Omit all pictures, then print the entries exactly.

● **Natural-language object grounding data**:
###

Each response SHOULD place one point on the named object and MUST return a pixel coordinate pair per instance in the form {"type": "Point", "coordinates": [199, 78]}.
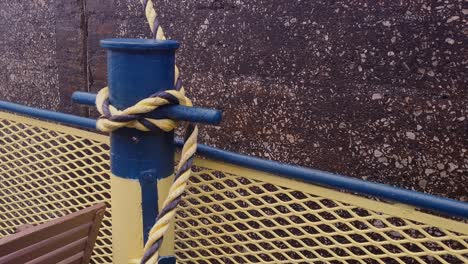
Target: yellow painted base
{"type": "Point", "coordinates": [127, 221]}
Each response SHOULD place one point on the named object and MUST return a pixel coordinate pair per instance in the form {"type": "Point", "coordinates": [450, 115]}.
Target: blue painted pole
{"type": "Point", "coordinates": [175, 112]}
{"type": "Point", "coordinates": [140, 161]}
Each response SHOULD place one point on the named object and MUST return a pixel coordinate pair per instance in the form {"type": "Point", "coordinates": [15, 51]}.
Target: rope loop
{"type": "Point", "coordinates": [134, 117]}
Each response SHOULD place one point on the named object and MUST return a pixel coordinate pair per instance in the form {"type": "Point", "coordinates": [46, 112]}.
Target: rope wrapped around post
{"type": "Point", "coordinates": [133, 117]}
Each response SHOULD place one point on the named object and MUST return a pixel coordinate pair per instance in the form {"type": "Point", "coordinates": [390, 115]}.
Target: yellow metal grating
{"type": "Point", "coordinates": [47, 173]}
{"type": "Point", "coordinates": [227, 218]}
{"type": "Point", "coordinates": [229, 214]}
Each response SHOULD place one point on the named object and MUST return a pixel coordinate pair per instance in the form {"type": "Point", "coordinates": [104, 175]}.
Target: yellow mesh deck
{"type": "Point", "coordinates": [47, 171]}
{"type": "Point", "coordinates": [229, 214]}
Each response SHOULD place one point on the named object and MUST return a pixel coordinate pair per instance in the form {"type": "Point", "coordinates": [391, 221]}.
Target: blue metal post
{"type": "Point", "coordinates": [138, 68]}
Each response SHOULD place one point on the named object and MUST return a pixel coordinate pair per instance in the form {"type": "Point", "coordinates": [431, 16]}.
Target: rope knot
{"type": "Point", "coordinates": [134, 117]}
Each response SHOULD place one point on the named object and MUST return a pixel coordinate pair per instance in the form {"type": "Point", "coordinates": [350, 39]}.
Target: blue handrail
{"type": "Point", "coordinates": [435, 203]}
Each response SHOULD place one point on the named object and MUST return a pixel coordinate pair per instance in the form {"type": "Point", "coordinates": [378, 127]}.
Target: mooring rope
{"type": "Point", "coordinates": [133, 117]}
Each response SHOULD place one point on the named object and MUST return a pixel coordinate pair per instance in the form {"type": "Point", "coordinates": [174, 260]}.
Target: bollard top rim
{"type": "Point", "coordinates": [139, 44]}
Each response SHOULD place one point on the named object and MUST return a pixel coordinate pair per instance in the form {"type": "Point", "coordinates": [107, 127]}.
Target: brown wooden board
{"type": "Point", "coordinates": [68, 239]}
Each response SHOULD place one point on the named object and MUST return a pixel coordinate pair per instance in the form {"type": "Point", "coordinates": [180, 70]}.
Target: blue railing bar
{"type": "Point", "coordinates": [49, 115]}
{"type": "Point", "coordinates": [176, 112]}
{"type": "Point", "coordinates": [417, 199]}
{"type": "Point", "coordinates": [440, 204]}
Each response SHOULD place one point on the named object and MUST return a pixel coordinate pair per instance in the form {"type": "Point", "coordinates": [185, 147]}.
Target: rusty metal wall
{"type": "Point", "coordinates": [371, 89]}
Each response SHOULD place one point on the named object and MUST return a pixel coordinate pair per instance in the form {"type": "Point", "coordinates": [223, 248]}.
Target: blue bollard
{"type": "Point", "coordinates": [141, 162]}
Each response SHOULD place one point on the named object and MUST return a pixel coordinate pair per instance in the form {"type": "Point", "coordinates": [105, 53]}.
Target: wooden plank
{"type": "Point", "coordinates": [47, 245]}
{"type": "Point", "coordinates": [44, 231]}
{"type": "Point", "coordinates": [61, 253]}
{"type": "Point", "coordinates": [93, 233]}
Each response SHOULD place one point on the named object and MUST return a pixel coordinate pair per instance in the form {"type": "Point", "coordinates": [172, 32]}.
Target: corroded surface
{"type": "Point", "coordinates": [41, 52]}
{"type": "Point", "coordinates": [370, 89]}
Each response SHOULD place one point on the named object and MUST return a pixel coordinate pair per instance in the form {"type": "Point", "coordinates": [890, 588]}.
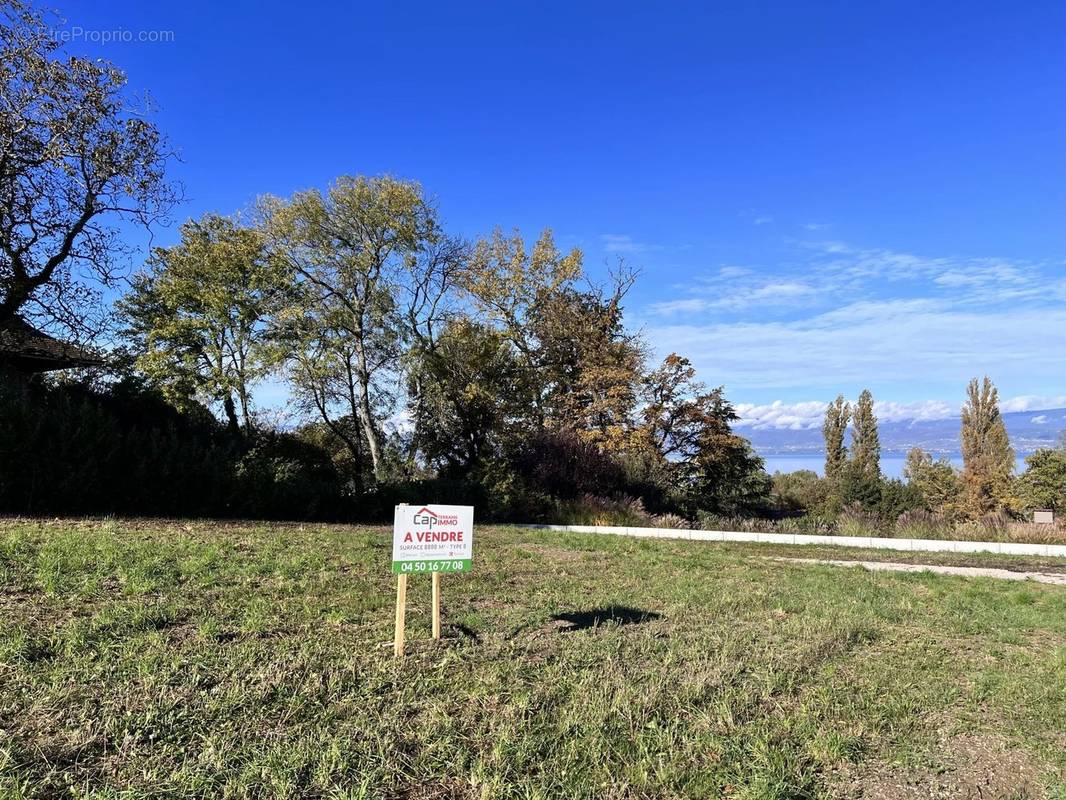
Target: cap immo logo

###

● **Reply to the task**:
Each response SHOULD place one point on the named object and MUST return a pixel coordinate pair per instance in the form {"type": "Point", "coordinates": [199, 78]}.
Target: yellow painted base
{"type": "Point", "coordinates": [127, 221]}
Each response SHOULD place one point on the named object and MUST return a pixel coordinate pair per instance in the form {"type": "Point", "coordinates": [450, 115]}.
Target: blue painted pole
{"type": "Point", "coordinates": [175, 112]}
{"type": "Point", "coordinates": [140, 161]}
Each response SHOULD place one point on the named object and MUST return a pixel coordinate pair per instance in the form {"type": "Point", "coordinates": [15, 51]}.
Target: rope loop
{"type": "Point", "coordinates": [134, 117]}
Each response SHOULD place one point on the named object and MUST return a pixel coordinate pair per instance in the form {"type": "Point", "coordinates": [46, 112]}.
Target: rope wrapped around post
{"type": "Point", "coordinates": [133, 117]}
Each response SHOULD place one point on the named object and MUST return a pixel coordinate pair per instance in the form {"type": "Point", "coordinates": [390, 115]}.
Target: yellow metal grating
{"type": "Point", "coordinates": [47, 173]}
{"type": "Point", "coordinates": [227, 218]}
{"type": "Point", "coordinates": [229, 214]}
Each response SHOULD place one point on the named object and MUST return a pixel coordinate pair per instance in the form {"type": "Point", "coordinates": [104, 175]}.
Target: yellow mesh deck
{"type": "Point", "coordinates": [47, 171]}
{"type": "Point", "coordinates": [229, 214]}
Each response SHOULD place one point on the named object and MUST return a pixel coordinate pair per instance in the form {"type": "Point", "coordinates": [391, 221]}.
Target: blue metal post
{"type": "Point", "coordinates": [138, 68]}
Each response SHOULD place one point on the named object and MUST return a pixel coordinate pair per instance in the form {"type": "Point", "coordinates": [431, 16]}.
Target: rope knot
{"type": "Point", "coordinates": [134, 117]}
Each response SHOULD place one point on the named object and MUST return a pixel coordinate pair per instance in the form {"type": "Point", "coordinates": [350, 39]}.
Target: blue handrail
{"type": "Point", "coordinates": [435, 203]}
Each response SHOULD place one point on the named object and MUST return a pixel coordinate pair per instance in the form {"type": "Point", "coordinates": [378, 127]}.
Target: mooring rope
{"type": "Point", "coordinates": [133, 117]}
Each response SHOULD place one point on the named object and MUST return a pixel coordinate pair per instance in the form {"type": "Point", "coordinates": [174, 260]}.
Target: bollard top rim
{"type": "Point", "coordinates": [139, 44]}
Each response SHOULD place one point on the named object and MUST return a pixel coordinate pair per instance in the form {"type": "Point", "coordinates": [107, 127]}.
Target: brown wooden board
{"type": "Point", "coordinates": [68, 239]}
Each response SHOULD place one point on the named object and MUST return a pixel coordinate pair per instance in the form {"type": "Point", "coordinates": [180, 70]}.
Target: blue railing bar
{"type": "Point", "coordinates": [49, 115]}
{"type": "Point", "coordinates": [176, 112]}
{"type": "Point", "coordinates": [417, 199]}
{"type": "Point", "coordinates": [440, 204]}
Each response SHOULD place one point on the named object and MUST return a pixel coordinate pair per instance in the form {"type": "Point", "coordinates": [185, 147]}.
Target: rusty metal wall
{"type": "Point", "coordinates": [371, 89]}
Each response SHOULD place one point on the named object and MUST return a pixel coordinate pair per instance in the form {"type": "Point", "coordinates": [223, 248]}.
Target: blue bollard
{"type": "Point", "coordinates": [141, 162]}
Each response SHOULD place one point on the named object and MUST return a pixel coordinate pair per instance in the form {"type": "Point", "coordinates": [105, 53]}.
Target: wooden plank
{"type": "Point", "coordinates": [47, 245]}
{"type": "Point", "coordinates": [44, 231]}
{"type": "Point", "coordinates": [61, 253]}
{"type": "Point", "coordinates": [93, 233]}
Each response SHOULD place one point on the named object and MUST return a pixel coordinate pair per instance in the form {"type": "Point", "coordinates": [172, 32]}.
Target: corroded surface
{"type": "Point", "coordinates": [41, 52]}
{"type": "Point", "coordinates": [370, 89]}
Each response SHOULD place one point on the named object and MUST return a pixel coordinate pair per instance in the form {"type": "Point", "coordinates": [890, 588]}.
Target: cap immo logo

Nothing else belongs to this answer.